* **Required work**
Scan the entries for lines with the word "cloud" and copy those lines.

Data items
════════

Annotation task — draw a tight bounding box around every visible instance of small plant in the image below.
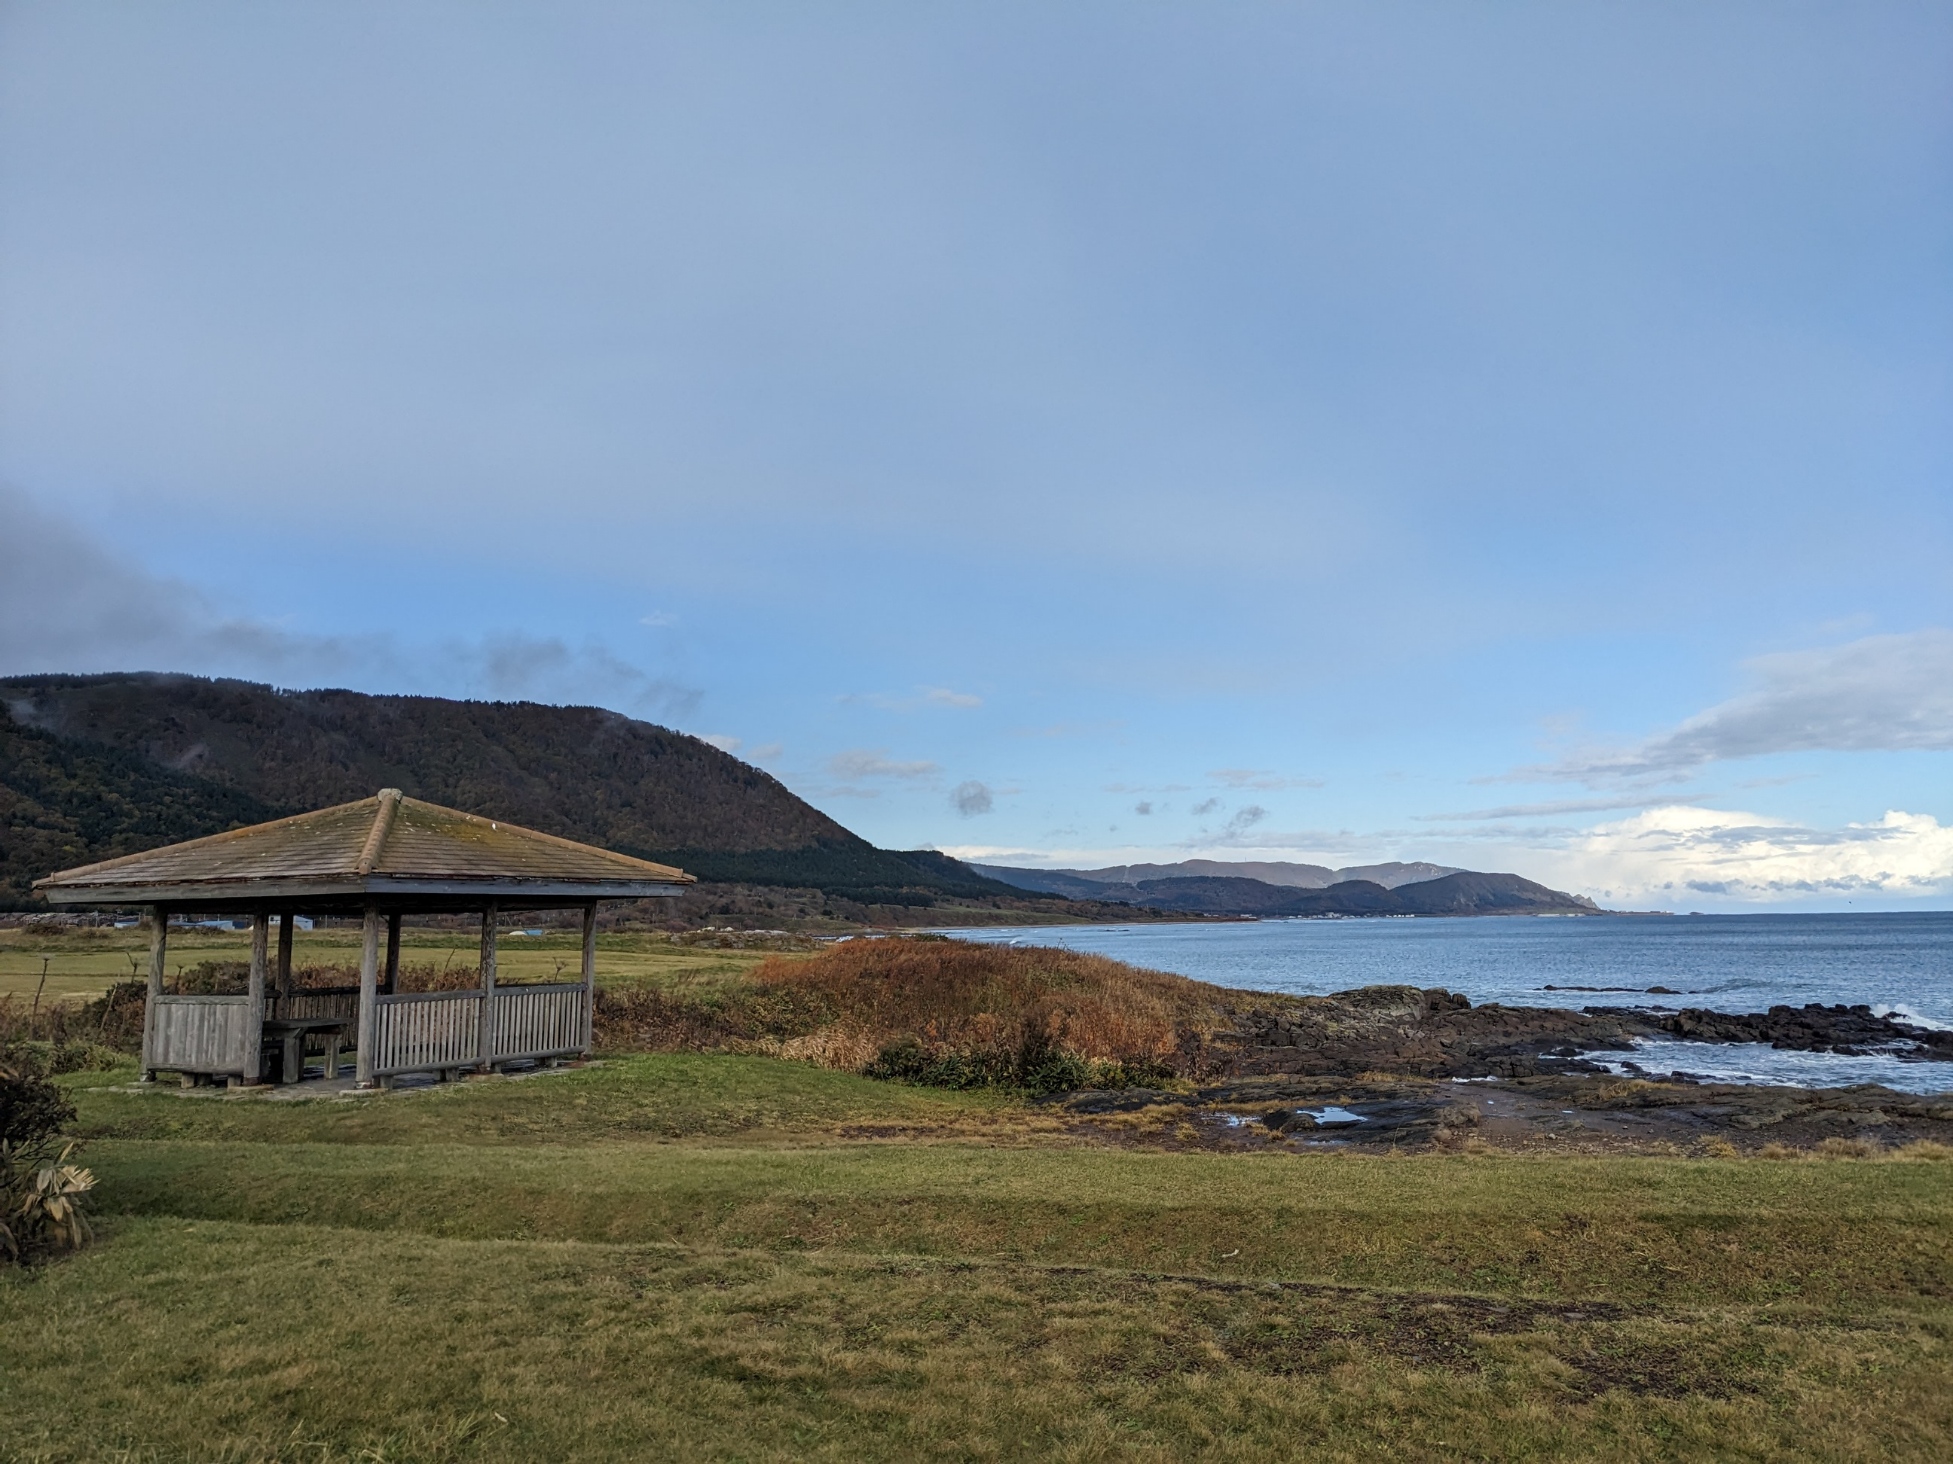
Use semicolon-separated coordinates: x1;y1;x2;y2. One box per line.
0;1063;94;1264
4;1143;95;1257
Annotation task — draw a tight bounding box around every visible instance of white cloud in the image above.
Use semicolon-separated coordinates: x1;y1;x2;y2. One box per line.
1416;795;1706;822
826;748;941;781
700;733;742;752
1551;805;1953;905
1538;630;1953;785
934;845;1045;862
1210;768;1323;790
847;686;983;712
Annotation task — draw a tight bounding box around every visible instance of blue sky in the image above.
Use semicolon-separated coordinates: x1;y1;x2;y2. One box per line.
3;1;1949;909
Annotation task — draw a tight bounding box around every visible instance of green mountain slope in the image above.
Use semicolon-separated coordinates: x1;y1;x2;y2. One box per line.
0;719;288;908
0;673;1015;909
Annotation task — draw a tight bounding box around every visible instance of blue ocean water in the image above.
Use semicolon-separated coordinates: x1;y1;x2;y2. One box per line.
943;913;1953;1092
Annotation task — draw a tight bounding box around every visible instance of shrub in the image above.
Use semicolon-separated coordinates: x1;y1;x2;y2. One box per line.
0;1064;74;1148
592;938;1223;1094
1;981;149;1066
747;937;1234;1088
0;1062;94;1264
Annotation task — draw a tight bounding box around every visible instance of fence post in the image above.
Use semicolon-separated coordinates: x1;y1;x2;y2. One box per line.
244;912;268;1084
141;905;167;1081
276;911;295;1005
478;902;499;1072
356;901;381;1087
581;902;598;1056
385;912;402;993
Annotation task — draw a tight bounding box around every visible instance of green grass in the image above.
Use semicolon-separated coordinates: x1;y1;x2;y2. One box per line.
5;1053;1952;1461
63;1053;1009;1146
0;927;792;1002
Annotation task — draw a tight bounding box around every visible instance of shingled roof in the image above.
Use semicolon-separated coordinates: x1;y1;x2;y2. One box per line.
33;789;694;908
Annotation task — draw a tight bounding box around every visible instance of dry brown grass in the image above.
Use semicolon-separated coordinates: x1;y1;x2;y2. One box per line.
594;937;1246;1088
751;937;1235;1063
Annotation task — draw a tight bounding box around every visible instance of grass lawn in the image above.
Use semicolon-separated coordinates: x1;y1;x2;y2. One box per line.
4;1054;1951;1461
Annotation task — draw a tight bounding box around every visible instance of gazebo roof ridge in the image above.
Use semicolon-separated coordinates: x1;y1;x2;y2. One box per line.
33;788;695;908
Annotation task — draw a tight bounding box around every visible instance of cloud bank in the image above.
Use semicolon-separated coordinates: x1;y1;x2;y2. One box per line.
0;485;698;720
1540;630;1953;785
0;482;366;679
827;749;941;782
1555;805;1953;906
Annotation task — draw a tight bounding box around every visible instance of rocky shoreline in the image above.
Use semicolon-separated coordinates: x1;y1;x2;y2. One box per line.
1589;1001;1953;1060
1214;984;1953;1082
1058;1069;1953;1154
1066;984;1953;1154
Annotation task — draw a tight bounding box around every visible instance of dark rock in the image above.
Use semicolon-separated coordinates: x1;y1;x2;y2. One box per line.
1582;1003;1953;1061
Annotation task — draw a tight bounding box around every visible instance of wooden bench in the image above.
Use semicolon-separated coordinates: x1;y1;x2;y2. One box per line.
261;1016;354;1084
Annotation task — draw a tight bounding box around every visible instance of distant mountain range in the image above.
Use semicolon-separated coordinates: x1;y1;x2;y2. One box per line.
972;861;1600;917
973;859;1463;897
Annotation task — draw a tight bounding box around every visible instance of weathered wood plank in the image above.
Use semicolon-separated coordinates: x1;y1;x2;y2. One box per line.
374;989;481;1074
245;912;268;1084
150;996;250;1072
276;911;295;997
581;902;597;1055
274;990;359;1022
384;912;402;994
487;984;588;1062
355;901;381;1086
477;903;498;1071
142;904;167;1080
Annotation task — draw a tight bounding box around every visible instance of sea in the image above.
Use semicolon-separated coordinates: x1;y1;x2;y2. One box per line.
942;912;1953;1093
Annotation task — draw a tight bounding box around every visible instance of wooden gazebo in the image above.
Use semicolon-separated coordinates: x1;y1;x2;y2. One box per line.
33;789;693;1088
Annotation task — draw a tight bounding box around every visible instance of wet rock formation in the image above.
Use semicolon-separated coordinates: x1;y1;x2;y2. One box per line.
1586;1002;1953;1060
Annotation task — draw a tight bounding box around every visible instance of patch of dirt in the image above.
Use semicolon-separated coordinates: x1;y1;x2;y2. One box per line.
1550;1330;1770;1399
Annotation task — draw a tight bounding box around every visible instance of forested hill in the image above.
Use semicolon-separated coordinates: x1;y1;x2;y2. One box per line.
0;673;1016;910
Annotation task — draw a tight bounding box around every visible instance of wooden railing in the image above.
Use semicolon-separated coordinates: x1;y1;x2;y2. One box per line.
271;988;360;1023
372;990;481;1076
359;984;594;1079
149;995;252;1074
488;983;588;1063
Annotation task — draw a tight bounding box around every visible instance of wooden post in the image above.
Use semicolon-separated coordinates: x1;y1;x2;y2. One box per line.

════════

* **Task result**
Annotation task — draw a tight bounding box around every visible instance of white cloud in the image above.
Annotation task — draw a tight bounding box around every visible instance of cloud bank in the image above.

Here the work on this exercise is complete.